__INFORMATION GIVEN__.
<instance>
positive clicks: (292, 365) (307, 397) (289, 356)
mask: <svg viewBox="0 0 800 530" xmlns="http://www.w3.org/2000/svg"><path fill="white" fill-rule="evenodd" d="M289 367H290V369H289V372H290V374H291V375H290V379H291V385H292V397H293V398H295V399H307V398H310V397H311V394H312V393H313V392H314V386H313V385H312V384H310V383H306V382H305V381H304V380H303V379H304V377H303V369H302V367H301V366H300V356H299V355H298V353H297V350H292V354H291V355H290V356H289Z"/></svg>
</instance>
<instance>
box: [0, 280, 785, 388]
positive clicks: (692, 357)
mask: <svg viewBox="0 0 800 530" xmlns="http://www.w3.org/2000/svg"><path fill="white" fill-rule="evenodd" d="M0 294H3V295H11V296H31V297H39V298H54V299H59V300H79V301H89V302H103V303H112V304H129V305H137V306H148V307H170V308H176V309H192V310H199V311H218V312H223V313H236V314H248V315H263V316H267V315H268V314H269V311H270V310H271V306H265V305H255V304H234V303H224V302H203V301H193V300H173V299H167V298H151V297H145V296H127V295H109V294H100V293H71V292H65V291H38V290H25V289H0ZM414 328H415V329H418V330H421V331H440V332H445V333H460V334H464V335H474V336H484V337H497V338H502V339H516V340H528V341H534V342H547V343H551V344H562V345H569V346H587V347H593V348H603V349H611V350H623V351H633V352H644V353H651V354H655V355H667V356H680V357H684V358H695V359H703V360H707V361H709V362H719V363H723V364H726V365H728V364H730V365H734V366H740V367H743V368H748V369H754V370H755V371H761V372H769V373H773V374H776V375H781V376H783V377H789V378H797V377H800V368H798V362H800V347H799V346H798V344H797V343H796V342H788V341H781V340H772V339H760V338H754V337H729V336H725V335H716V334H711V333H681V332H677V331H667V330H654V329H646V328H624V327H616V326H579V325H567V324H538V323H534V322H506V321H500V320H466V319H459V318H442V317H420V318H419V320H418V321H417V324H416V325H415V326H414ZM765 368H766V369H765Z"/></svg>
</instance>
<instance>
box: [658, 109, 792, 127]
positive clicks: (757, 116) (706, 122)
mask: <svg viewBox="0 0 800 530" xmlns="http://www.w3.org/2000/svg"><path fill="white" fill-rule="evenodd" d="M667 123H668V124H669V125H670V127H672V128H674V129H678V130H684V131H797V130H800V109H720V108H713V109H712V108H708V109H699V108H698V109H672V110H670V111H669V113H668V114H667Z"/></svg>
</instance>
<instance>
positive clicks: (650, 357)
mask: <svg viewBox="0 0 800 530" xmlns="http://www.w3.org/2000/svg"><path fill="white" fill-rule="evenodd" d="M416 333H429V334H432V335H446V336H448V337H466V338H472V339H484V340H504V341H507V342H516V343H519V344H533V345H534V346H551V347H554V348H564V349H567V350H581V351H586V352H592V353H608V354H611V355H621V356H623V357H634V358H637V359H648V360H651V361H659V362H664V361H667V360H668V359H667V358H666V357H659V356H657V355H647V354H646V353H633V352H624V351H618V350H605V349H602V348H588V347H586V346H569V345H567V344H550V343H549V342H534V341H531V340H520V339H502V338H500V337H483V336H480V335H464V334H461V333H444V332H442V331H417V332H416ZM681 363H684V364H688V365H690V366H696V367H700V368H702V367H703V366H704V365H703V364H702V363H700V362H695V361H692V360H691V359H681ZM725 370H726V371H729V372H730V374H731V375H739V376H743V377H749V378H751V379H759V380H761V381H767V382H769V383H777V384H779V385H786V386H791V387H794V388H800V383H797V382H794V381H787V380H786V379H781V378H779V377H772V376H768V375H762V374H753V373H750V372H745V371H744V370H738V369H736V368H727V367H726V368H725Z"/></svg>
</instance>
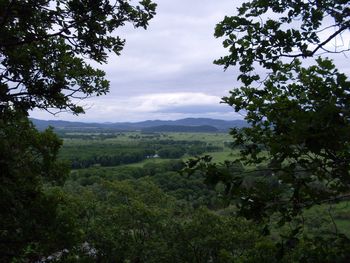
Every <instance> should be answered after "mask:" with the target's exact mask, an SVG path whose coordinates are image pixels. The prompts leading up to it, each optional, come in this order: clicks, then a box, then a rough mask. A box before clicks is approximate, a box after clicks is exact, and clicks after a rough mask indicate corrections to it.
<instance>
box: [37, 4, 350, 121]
mask: <svg viewBox="0 0 350 263" xmlns="http://www.w3.org/2000/svg"><path fill="white" fill-rule="evenodd" d="M154 1H155V2H157V4H158V9H157V15H156V16H155V18H154V19H153V20H152V21H151V22H150V26H149V28H148V29H147V30H142V29H133V28H131V27H130V26H129V27H124V28H122V29H121V30H120V31H119V32H118V34H119V35H120V36H123V37H125V38H126V46H125V48H124V50H123V51H122V55H121V56H120V57H117V56H115V55H111V57H110V58H109V61H108V64H107V65H103V66H102V67H101V65H97V66H98V67H100V68H102V69H103V70H105V71H106V74H107V79H108V80H109V81H110V84H111V89H110V93H109V94H107V95H106V96H101V97H95V98H90V99H87V100H84V101H81V102H79V103H80V105H83V106H84V108H85V109H86V114H84V115H79V116H73V115H71V114H67V113H61V114H59V115H57V116H53V115H50V114H48V113H46V112H42V111H35V112H32V113H31V117H34V118H40V119H63V120H74V121H89V122H106V121H108V122H119V121H140V120H147V119H163V120H174V119H180V118H185V117H210V118H218V119H241V118H242V116H240V115H238V114H236V113H234V111H233V109H232V108H230V107H229V106H227V105H225V104H221V103H220V101H221V97H223V96H226V95H228V92H229V90H230V89H232V88H233V87H234V86H235V84H237V83H236V76H237V71H235V69H231V70H229V71H226V72H224V71H223V68H222V67H220V66H216V65H214V64H213V60H214V59H216V58H219V57H220V56H222V55H224V54H225V53H226V51H225V50H224V49H223V48H222V45H221V40H220V39H215V38H214V36H213V34H214V28H215V25H216V24H217V23H218V22H220V21H221V20H222V19H223V18H224V16H225V15H232V14H234V13H235V9H236V7H235V6H236V5H237V4H239V3H237V2H238V1H233V0H217V1H213V0H191V1H188V0H176V1H170V0H154ZM345 42H346V43H348V42H347V39H346V41H345ZM348 62H349V60H348V59H346V60H345V61H344V63H342V62H341V63H342V64H343V68H342V67H340V68H342V69H343V71H344V67H345V68H346V69H349V66H348ZM345 72H348V71H346V70H345Z"/></svg>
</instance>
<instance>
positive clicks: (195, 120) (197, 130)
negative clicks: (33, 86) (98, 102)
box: [31, 118, 248, 132]
mask: <svg viewBox="0 0 350 263" xmlns="http://www.w3.org/2000/svg"><path fill="white" fill-rule="evenodd" d="M31 120H32V122H33V123H34V125H35V126H36V127H37V129H39V130H44V129H46V128H47V127H49V126H52V127H54V128H55V130H56V131H80V132H92V131H104V132H109V131H114V132H115V131H144V132H170V131H174V132H175V131H176V132H180V131H183V132H218V131H228V130H229V129H230V128H234V127H236V128H242V127H246V126H248V125H247V123H246V122H245V121H243V120H233V121H225V120H218V119H209V118H186V119H180V120H175V121H161V120H148V121H141V122H116V123H85V122H70V121H58V120H48V121H45V120H38V119H33V118H32V119H31Z"/></svg>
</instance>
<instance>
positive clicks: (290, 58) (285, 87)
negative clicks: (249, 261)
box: [188, 0, 350, 250]
mask: <svg viewBox="0 0 350 263" xmlns="http://www.w3.org/2000/svg"><path fill="white" fill-rule="evenodd" d="M349 29H350V6H349V3H348V1H342V0H341V1H327V0H325V1H323V0H322V1H279V0H276V1H263V0H254V1H248V2H245V3H243V4H242V6H241V7H240V8H238V13H237V14H236V15H234V16H227V17H225V18H224V20H223V21H222V22H220V23H219V24H218V25H217V26H216V30H215V36H216V37H223V38H224V41H223V45H224V47H225V48H226V49H227V51H228V53H227V55H225V56H223V57H221V58H219V59H218V60H216V61H215V63H216V64H218V65H222V66H224V68H225V69H226V68H228V67H232V66H237V67H238V68H239V71H240V74H239V75H238V80H240V81H241V83H242V85H241V86H240V87H237V88H235V89H233V90H232V91H231V92H230V94H229V96H227V97H224V98H223V100H224V102H225V103H227V104H229V105H231V106H232V107H233V108H234V110H235V111H236V112H239V113H241V114H242V115H244V116H245V120H246V121H247V122H248V123H249V124H250V125H251V126H250V127H246V128H243V129H233V130H232V132H231V134H232V136H233V138H234V140H235V143H234V144H235V145H236V146H237V147H241V156H240V158H237V159H236V162H239V163H243V164H245V165H248V166H253V167H260V168H258V170H259V169H260V171H261V173H264V174H265V176H266V177H269V178H270V180H271V181H272V183H271V182H268V181H265V182H260V181H258V182H256V184H255V185H254V186H253V187H246V185H245V183H244V177H245V176H246V175H245V174H244V173H241V172H240V171H238V172H235V173H233V174H232V173H224V172H222V171H220V170H219V169H217V167H216V166H215V164H211V163H210V158H209V159H208V158H203V159H197V160H192V161H190V162H189V163H188V164H189V169H190V170H191V169H192V168H195V169H200V170H202V171H203V172H204V173H205V174H206V176H207V178H208V179H210V181H211V182H212V183H214V184H215V183H217V182H224V183H225V184H226V186H227V192H228V194H229V195H230V196H231V197H232V199H233V200H234V201H235V202H236V204H237V206H238V208H239V211H240V214H242V215H244V216H245V217H246V218H251V219H254V220H257V221H260V222H268V221H269V220H270V219H271V217H276V216H277V217H278V218H279V219H278V220H279V224H280V225H281V226H283V225H285V224H291V223H292V229H293V231H291V232H290V234H289V237H288V238H286V239H287V241H286V243H283V242H282V243H281V249H282V248H284V249H286V247H288V244H289V247H292V246H293V245H295V243H296V242H297V241H299V238H300V239H301V236H300V232H301V230H302V228H303V226H302V225H303V222H302V212H303V211H304V209H305V208H310V207H312V206H314V205H315V204H320V203H331V202H337V201H339V200H342V199H348V198H349V190H350V184H349V178H350V174H349V168H350V166H349V163H350V162H349V161H350V148H349V147H350V115H349V103H350V82H349V80H348V74H349V72H344V73H343V72H341V71H342V69H337V68H336V66H335V65H334V63H333V61H332V60H331V59H329V58H328V57H327V56H333V57H334V56H335V55H336V54H338V55H340V56H344V55H346V54H347V52H348V51H349V49H348V43H346V42H345V41H346V40H343V37H344V39H346V36H348V34H349ZM341 41H344V43H343V44H342V45H338V44H337V43H339V42H341ZM257 72H264V73H263V74H259V73H257ZM213 174H215V176H213ZM266 230H267V231H268V225H267V229H266ZM333 238H335V239H337V238H339V239H340V240H342V241H344V240H346V242H348V239H347V238H344V236H342V235H338V236H337V237H333ZM288 242H289V243H288ZM342 244H343V243H342ZM283 245H285V246H283ZM282 250H283V249H282ZM320 250H321V249H320Z"/></svg>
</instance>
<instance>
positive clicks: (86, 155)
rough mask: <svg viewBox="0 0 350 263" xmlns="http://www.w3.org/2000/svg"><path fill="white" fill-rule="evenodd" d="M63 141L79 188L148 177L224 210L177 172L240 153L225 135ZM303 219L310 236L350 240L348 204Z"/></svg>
mask: <svg viewBox="0 0 350 263" xmlns="http://www.w3.org/2000/svg"><path fill="white" fill-rule="evenodd" d="M67 136H68V137H67V138H65V137H63V139H64V146H63V147H62V150H61V153H60V157H61V158H62V159H65V158H66V159H67V160H68V161H70V162H71V163H72V165H73V167H72V168H73V170H72V172H71V173H72V178H74V180H77V181H79V182H81V183H82V184H83V185H90V184H92V183H93V182H96V181H99V180H101V179H108V180H133V179H135V178H143V177H149V176H151V178H152V179H151V180H153V181H154V182H155V183H156V184H157V185H159V186H160V187H161V188H162V189H163V190H164V191H165V192H167V193H168V194H170V195H173V196H175V198H176V199H181V200H187V201H188V200H192V201H191V202H192V205H195V206H200V205H205V206H210V207H216V208H215V209H223V208H224V206H223V204H222V202H221V201H220V200H219V199H218V198H217V196H218V192H216V193H215V191H214V192H213V191H212V190H210V188H208V187H207V186H206V185H205V184H204V183H203V178H202V177H198V176H197V177H195V178H191V179H186V178H185V177H183V176H181V175H180V174H179V170H181V168H182V165H183V162H184V161H186V160H188V159H189V158H193V157H194V156H203V155H210V156H211V157H212V161H213V162H216V163H219V164H220V163H223V162H224V161H225V160H233V159H234V158H235V157H237V156H238V154H239V150H238V149H232V148H230V145H229V144H230V142H232V140H231V137H230V135H228V134H225V133H177V132H169V133H152V134H151V133H150V134H144V133H141V132H124V133H115V134H97V133H69V134H67ZM246 169H248V170H252V171H253V170H254V167H246ZM169 184H170V185H172V186H171V187H169ZM169 189H172V190H169ZM174 189H175V190H174ZM180 192H181V194H180ZM219 192H220V187H219ZM219 195H220V194H219ZM189 196H191V197H190V198H189ZM230 209H231V210H232V208H230ZM234 210H235V209H233V211H234ZM330 211H331V213H330ZM305 215H306V218H307V219H309V220H305V224H306V227H308V228H309V229H311V230H310V231H314V230H315V229H321V230H322V231H335V230H336V231H340V232H342V233H344V234H345V235H347V236H348V237H350V204H348V202H347V201H344V202H341V203H338V204H335V205H334V204H329V205H326V204H325V205H322V206H317V207H313V208H312V209H310V210H306V211H305ZM335 226H336V227H335Z"/></svg>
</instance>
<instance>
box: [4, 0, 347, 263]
mask: <svg viewBox="0 0 350 263" xmlns="http://www.w3.org/2000/svg"><path fill="white" fill-rule="evenodd" d="M155 8H156V4H155V3H153V2H151V1H150V0H143V1H140V2H139V3H138V4H133V2H132V1H128V0H116V1H109V0H99V1H90V0H55V1H54V0H51V1H46V0H45V1H44V0H40V1H32V0H24V1H10V0H5V1H1V2H0V25H1V26H0V64H1V67H0V171H1V177H0V197H1V198H0V225H1V228H0V262H52V261H56V262H57V261H58V262H135V263H136V262H348V261H349V258H350V256H349V255H350V240H349V236H348V235H346V234H344V233H343V232H341V231H340V230H338V228H337V226H336V222H335V220H334V217H333V215H332V213H331V210H332V209H331V208H332V207H331V206H329V208H328V207H327V208H325V207H324V206H320V207H316V205H318V204H321V205H322V204H329V205H331V204H333V203H336V202H339V201H342V200H346V199H348V198H349V192H350V189H349V188H350V184H349V178H350V177H349V168H350V167H349V166H350V164H349V163H350V149H349V147H350V138H349V136H350V123H349V121H350V112H349V104H350V82H349V80H348V77H347V74H348V72H345V73H342V72H341V71H342V70H338V69H337V68H336V66H335V65H334V63H333V61H332V60H331V59H329V58H327V57H326V55H327V54H332V55H336V54H339V55H343V54H346V53H347V51H348V46H347V45H344V46H342V47H339V46H337V45H334V46H333V49H330V47H332V45H331V44H332V42H334V41H335V40H338V39H340V38H341V37H342V36H344V35H345V34H348V33H349V28H350V19H349V18H350V6H349V3H348V1H345V0H336V1H328V0H317V1H311V0H309V1H301V0H298V1H281V0H273V1H265V0H252V1H246V2H244V3H243V4H242V6H241V7H240V8H238V10H237V11H238V12H237V13H236V14H235V15H233V16H227V17H225V18H224V20H223V21H222V22H220V23H219V24H218V25H217V26H216V30H215V36H216V37H224V38H225V39H224V42H223V44H224V47H225V48H227V50H228V54H227V55H226V56H223V57H222V58H219V59H218V60H216V62H215V63H216V64H219V65H222V66H223V67H224V68H228V67H231V66H239V71H240V74H239V75H238V80H240V81H241V83H242V84H241V87H237V88H235V89H234V90H232V91H231V93H230V95H229V96H227V97H225V98H224V99H223V100H224V102H225V103H227V104H229V105H231V106H233V108H234V110H235V111H236V112H239V113H241V114H243V115H245V120H246V121H247V122H248V124H249V126H246V127H243V128H241V129H233V130H232V132H231V135H232V136H233V139H234V143H233V145H231V144H230V143H227V144H225V143H226V142H225V141H221V142H220V146H219V144H217V145H211V144H210V143H209V142H208V141H207V140H208V137H205V136H204V135H201V136H202V137H203V138H202V141H197V140H195V139H193V140H192V141H190V142H189V141H186V140H169V139H165V138H163V139H160V138H161V136H160V135H157V136H149V137H147V136H146V135H142V134H141V135H139V134H137V135H132V136H133V137H132V139H135V140H136V139H137V140H138V139H140V138H141V139H142V140H140V141H137V142H134V144H133V146H130V141H127V142H125V137H126V135H125V134H124V135H120V136H119V137H120V141H117V142H116V141H113V140H116V137H118V136H115V134H112V135H107V136H106V135H105V134H93V135H89V136H90V137H89V140H90V141H87V140H85V141H84V138H86V136H85V137H84V138H83V136H81V135H79V134H74V133H73V134H70V137H68V136H67V137H66V138H65V140H66V141H67V142H68V141H70V142H71V143H72V144H71V145H69V144H67V145H66V146H65V148H63V149H62V150H61V152H60V148H61V145H62V140H61V139H60V138H59V137H58V136H57V135H56V134H55V133H54V132H53V130H52V129H50V128H49V129H47V130H45V131H43V132H39V131H38V130H37V129H36V128H35V127H34V125H33V124H32V122H31V121H30V120H29V119H28V111H29V110H32V109H35V108H39V109H43V110H47V111H50V112H56V111H70V112H72V113H73V114H79V113H82V112H83V109H82V108H81V107H80V106H78V105H77V104H76V99H81V98H86V97H89V96H93V95H96V96H98V95H102V94H105V93H107V92H108V89H109V82H108V80H107V79H106V78H105V74H104V72H103V71H101V70H99V69H95V68H93V67H91V66H90V65H89V64H88V61H89V60H92V61H95V62H98V63H106V61H107V56H108V55H109V53H110V52H114V53H116V54H117V55H119V54H120V52H121V50H122V48H123V46H124V40H122V39H121V38H119V37H118V36H116V35H115V34H114V33H113V32H115V30H116V29H118V28H120V27H122V26H124V25H125V24H127V23H129V24H131V25H133V26H134V27H141V28H146V27H147V26H148V21H149V20H150V19H151V18H152V17H153V16H154V15H155ZM260 69H263V70H265V72H267V75H266V76H265V75H261V74H258V73H257V72H258V70H260ZM79 136H80V137H79ZM130 139H131V138H130ZM123 140H124V141H123ZM137 147H138V148H137ZM221 147H222V148H230V150H232V149H231V148H232V147H233V151H236V152H240V155H238V158H235V155H231V157H232V159H231V160H227V161H224V162H222V163H213V162H212V158H211V157H210V156H209V155H205V156H204V157H203V156H202V157H197V158H191V159H189V160H188V158H189V157H191V156H193V155H197V154H198V155H202V154H204V153H208V152H210V153H211V152H215V151H217V150H220V149H221ZM141 148H142V149H141ZM62 156H66V157H68V158H67V159H69V160H70V161H71V162H72V163H71V164H70V165H71V166H72V165H73V168H75V170H74V171H72V172H70V171H69V168H70V167H69V164H67V163H66V162H65V160H64V158H62ZM183 156H185V157H186V158H187V166H184V164H183V163H182V162H180V161H178V159H179V158H181V157H183ZM155 157H156V158H160V159H164V158H168V159H169V160H168V162H163V161H161V162H158V163H157V162H145V163H144V164H143V165H142V166H138V165H140V164H139V162H140V161H144V160H146V159H152V158H155ZM146 161H147V160H146ZM151 161H153V160H151ZM130 164H131V165H136V166H130ZM128 165H129V166H128ZM180 169H182V174H183V175H180V174H179V173H178V170H180ZM185 173H187V174H190V176H189V177H188V176H184V174H185ZM203 175H204V177H203ZM318 208H319V209H320V211H318V210H317V209H318ZM338 208H339V207H338ZM326 210H327V213H328V214H329V218H330V220H328V224H329V225H331V227H329V225H326V226H325V224H324V222H323V221H322V220H323V219H324V213H325V211H326ZM242 216H243V217H244V218H242ZM337 216H338V217H337V219H342V218H345V219H346V220H348V218H349V215H348V210H344V209H343V208H341V209H340V212H339V211H338V215H337ZM321 221H322V222H321ZM315 225H316V226H315Z"/></svg>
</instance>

__TASK TO CARRY OUT__. Lines in the listing above that contain the word "rough" must be copied; leave out the rest.

__TASK ANSWER__.
Every <instance> should be answered after "mask:" with the target's exact mask, an SVG path whose coordinates are image pixels. The prompts leading up to it, each optional, come in this order: clicks, then a box, then a rough mask. A box before clicks is approximate, a box after clicks is exact, and clicks after a rough mask indicate corrections to it.
rough mask: <svg viewBox="0 0 350 263" xmlns="http://www.w3.org/2000/svg"><path fill="white" fill-rule="evenodd" d="M63 141L79 188L148 177L224 210L177 172L240 153L225 135ZM303 219L310 236L350 240L348 204Z"/></svg>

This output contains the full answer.